#### SHORT PROBLEM
Reproduce the listing below in its entirety. Change nothing.

#### DATA LISTING

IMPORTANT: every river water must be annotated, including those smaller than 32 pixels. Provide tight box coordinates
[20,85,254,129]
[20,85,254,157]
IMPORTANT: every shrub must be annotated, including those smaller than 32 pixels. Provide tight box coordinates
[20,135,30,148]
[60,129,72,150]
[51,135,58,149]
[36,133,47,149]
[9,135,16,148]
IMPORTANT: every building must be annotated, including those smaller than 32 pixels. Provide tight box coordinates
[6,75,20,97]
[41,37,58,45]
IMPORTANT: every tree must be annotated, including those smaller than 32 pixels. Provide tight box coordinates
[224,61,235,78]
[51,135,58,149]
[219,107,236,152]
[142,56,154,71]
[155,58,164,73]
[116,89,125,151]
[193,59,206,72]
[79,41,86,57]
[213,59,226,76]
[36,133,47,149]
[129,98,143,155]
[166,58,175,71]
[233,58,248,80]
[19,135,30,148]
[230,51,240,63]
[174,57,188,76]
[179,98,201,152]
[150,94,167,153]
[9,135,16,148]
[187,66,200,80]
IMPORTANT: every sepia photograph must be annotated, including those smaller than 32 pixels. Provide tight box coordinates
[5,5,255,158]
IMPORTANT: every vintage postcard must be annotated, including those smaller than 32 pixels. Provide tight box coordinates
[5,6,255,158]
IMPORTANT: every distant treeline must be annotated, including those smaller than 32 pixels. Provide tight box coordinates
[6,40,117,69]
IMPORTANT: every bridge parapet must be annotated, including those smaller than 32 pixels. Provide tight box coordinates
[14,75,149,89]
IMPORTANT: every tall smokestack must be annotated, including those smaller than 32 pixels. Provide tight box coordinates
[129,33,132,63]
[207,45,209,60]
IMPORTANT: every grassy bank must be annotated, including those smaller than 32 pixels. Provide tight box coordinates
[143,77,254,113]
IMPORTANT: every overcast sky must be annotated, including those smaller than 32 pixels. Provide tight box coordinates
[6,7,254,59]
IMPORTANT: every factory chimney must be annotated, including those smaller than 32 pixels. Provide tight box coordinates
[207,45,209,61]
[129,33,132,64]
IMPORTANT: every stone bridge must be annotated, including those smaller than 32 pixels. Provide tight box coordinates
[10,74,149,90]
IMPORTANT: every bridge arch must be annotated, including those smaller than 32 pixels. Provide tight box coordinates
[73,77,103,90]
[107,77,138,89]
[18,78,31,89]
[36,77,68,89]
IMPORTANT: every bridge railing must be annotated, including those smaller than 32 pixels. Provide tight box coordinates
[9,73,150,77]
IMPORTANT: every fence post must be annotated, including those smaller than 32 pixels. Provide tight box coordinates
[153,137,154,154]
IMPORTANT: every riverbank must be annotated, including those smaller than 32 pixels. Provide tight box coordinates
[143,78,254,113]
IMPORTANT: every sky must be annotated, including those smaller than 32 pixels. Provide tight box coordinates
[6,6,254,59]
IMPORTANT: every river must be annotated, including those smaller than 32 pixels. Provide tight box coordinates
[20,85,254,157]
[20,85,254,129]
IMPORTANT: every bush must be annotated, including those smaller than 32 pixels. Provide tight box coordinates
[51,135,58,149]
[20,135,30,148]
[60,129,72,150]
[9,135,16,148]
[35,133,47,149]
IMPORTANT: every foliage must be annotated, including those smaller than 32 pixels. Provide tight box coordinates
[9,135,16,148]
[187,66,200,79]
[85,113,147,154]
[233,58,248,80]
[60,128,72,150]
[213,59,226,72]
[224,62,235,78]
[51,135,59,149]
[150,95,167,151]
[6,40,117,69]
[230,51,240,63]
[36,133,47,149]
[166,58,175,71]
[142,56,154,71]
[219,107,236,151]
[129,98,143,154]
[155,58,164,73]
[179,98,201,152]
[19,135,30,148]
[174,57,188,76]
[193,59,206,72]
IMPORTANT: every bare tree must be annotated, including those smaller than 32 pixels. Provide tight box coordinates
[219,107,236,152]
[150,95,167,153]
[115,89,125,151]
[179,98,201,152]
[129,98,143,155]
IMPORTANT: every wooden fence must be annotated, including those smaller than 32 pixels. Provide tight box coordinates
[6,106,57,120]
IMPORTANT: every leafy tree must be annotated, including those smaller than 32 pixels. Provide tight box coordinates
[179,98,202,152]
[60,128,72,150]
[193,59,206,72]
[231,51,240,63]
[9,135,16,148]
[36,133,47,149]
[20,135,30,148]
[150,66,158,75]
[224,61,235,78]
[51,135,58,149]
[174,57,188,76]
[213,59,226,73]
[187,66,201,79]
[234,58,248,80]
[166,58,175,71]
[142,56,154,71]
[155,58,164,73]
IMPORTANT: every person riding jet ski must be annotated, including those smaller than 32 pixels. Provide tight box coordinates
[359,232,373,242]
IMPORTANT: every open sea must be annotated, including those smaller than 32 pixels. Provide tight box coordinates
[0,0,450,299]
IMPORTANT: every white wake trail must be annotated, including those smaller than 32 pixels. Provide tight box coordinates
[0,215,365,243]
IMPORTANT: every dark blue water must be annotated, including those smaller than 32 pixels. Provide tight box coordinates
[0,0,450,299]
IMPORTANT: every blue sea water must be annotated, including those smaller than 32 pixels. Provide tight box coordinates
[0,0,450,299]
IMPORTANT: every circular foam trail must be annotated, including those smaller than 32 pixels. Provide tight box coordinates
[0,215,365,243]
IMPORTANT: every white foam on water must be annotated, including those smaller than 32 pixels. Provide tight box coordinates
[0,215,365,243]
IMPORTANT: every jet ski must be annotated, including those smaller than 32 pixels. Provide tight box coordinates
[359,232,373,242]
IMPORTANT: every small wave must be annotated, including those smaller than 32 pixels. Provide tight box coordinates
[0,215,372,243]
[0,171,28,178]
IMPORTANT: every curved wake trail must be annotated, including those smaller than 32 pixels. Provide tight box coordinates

#### EXPECTED ANSWER
IMPORTANT: every river water must be annotated, including those smaller than 32 pixels. Provide tight box coordinates
[20,85,254,129]
[20,85,254,157]
IMPORTANT: every shrub must be annotated, including those smaller than 32 pixels. Provide tight box coordinates
[20,135,30,148]
[60,129,72,150]
[51,135,58,149]
[36,133,47,149]
[9,135,16,148]
IMPORTANT: every building must be annotated, including those smaller than 32 pixels. Provide tight box coordinates
[6,75,20,97]
[41,37,58,45]
IMPORTANT: every tree must be annotated, including those smaller than 32 pixels. Provide tight box coordinates
[224,61,235,78]
[51,135,58,149]
[219,107,236,152]
[142,56,154,71]
[155,58,164,73]
[116,89,125,151]
[193,59,206,72]
[79,41,86,57]
[213,59,226,76]
[36,133,47,149]
[129,98,143,155]
[166,58,175,71]
[233,58,248,80]
[19,135,30,148]
[230,51,240,63]
[174,57,188,76]
[179,98,201,152]
[150,94,167,153]
[9,135,16,148]
[187,66,200,80]
IMPORTANT: every sepia photograph must be annotated, including those smaller than 32 pixels. Provide tight box coordinates
[5,5,255,158]
IMPORTANT: every vintage postcard must be annotated, including those smaller than 32 pixels. Provide tight box coordinates
[5,6,255,158]
IMPORTANT: every distant treeline must be annotated, including those smaller than 32 pixels. Provide tight box coordinates
[6,40,117,69]
IMPORTANT: every bridge parapet must be annotated, including those smaller than 32 pixels. Provide tight box coordinates
[14,75,149,89]
IMPORTANT: every tall smokestack must be annotated, including those smaller than 32 pixels. Provide tight box coordinates
[129,33,132,63]
[207,45,209,60]
IMPORTANT: every grassy bank must be annotated, including those smaller than 32 pixels. Provide tight box coordinates
[143,77,254,113]
IMPORTANT: every overcast sky must be annotated, including those smaller than 32 pixels. Provide tight box coordinates
[6,7,254,59]
IMPORTANT: every factory chimney must be annotated, including those smaller than 32 pixels. Provide tight box coordinates
[207,45,209,61]
[129,33,132,64]
IMPORTANT: every stone bridge must be annotated, including those smaller than 32 pixels. Provide tight box coordinates
[10,74,149,90]
IMPORTANT: every bridge arch must be annotated, including those smaller than 32 pixels. Provide tight box coordinates
[73,77,103,90]
[107,77,138,89]
[18,78,31,89]
[36,77,68,89]
IMPORTANT: every bridge railing must be annotated, including those smaller than 32 pixels. Provide tight box coordinates
[9,73,150,77]
IMPORTANT: every fence post must be annotated, including those smaller than 32 pixels. Provide tight box coordinates
[153,137,154,154]
IMPORTANT: every riverbank must be annotated, including those smaller than 32 pixels. Provide tight box coordinates
[143,78,254,113]
IMPORTANT: every sky must be annotated, including those smaller than 32 pixels. Provide tight box coordinates
[6,6,254,59]
IMPORTANT: every river must be annotated, including those smaller than 32 pixels. Provide tight box coordinates
[20,85,254,157]
[20,85,254,129]
IMPORTANT: every bush must be annotated, including those smaller than 32 pixels. Provide tight box coordinates
[51,135,58,149]
[20,135,30,148]
[60,129,72,150]
[9,135,16,148]
[35,133,47,149]
IMPORTANT: every foliage must be annotated, including those smaller than 32 pixels. Provide tight box coordinates
[9,135,16,148]
[187,66,200,79]
[85,113,147,154]
[233,58,248,80]
[60,128,72,150]
[213,59,226,72]
[224,62,235,78]
[51,135,59,149]
[150,95,167,151]
[6,40,117,69]
[230,51,240,63]
[36,133,47,149]
[166,58,175,71]
[142,56,154,71]
[219,107,236,151]
[129,98,143,154]
[155,58,164,73]
[179,98,201,152]
[19,135,30,148]
[174,57,188,76]
[193,59,206,72]
IMPORTANT: every bare tree must be annotated, including those smaller than 32 pixels. Provide tight box coordinates
[219,107,236,152]
[150,95,167,153]
[115,89,125,151]
[179,98,201,152]
[129,98,143,155]
IMPORTANT: every wooden fence must be annotated, including those smaller than 32 pixels. Provide tight box coordinates
[6,106,57,120]
IMPORTANT: every leafy tree must be annotated, including those smaller than 32 pixels. Provide tight box coordinates
[179,98,202,152]
[60,128,72,150]
[193,59,206,72]
[231,51,240,63]
[9,135,16,148]
[36,133,47,149]
[20,135,30,148]
[150,66,158,75]
[224,61,235,78]
[51,135,58,149]
[174,57,188,76]
[213,59,226,73]
[187,66,201,79]
[234,58,248,80]
[166,58,175,71]
[142,56,154,71]
[155,58,164,73]
IMPORTANT: every person riding jet ski must be annotated, including those smaller than 32 pixels. Provide tight box coordinates
[359,232,373,242]
IMPORTANT: every open sea must be annotated, including those smaller than 32 pixels. Provide tight box coordinates
[0,0,450,299]
IMPORTANT: every white wake trail must be annotated, including those smaller than 32 pixels. Provide tight box coordinates
[0,215,365,243]
IMPORTANT: every dark blue water must be annotated, including those smaller than 32 pixels. Provide tight box coordinates
[0,0,450,299]
IMPORTANT: every blue sea water must be annotated, including those smaller than 32 pixels. Provide tight box coordinates
[0,0,450,299]
IMPORTANT: every circular foam trail must be annotated, including those smaller than 32 pixels. Provide tight box coordinates
[0,215,365,243]
IMPORTANT: every white foam on water must be annotated, including those smaller than 32 pixels. Provide tight box coordinates
[0,215,365,243]
IMPORTANT: every jet ski must be annotated, including those smaller than 32 pixels. Provide tight box coordinates
[359,232,373,242]
IMPORTANT: every small wave must be annotated, including those smaller than 32 pixels. Provide tight box coordinates
[0,215,372,243]
[0,171,28,178]
IMPORTANT: every curved wake trail must be annotated, including those smaller than 32 pixels. Provide tight box coordinates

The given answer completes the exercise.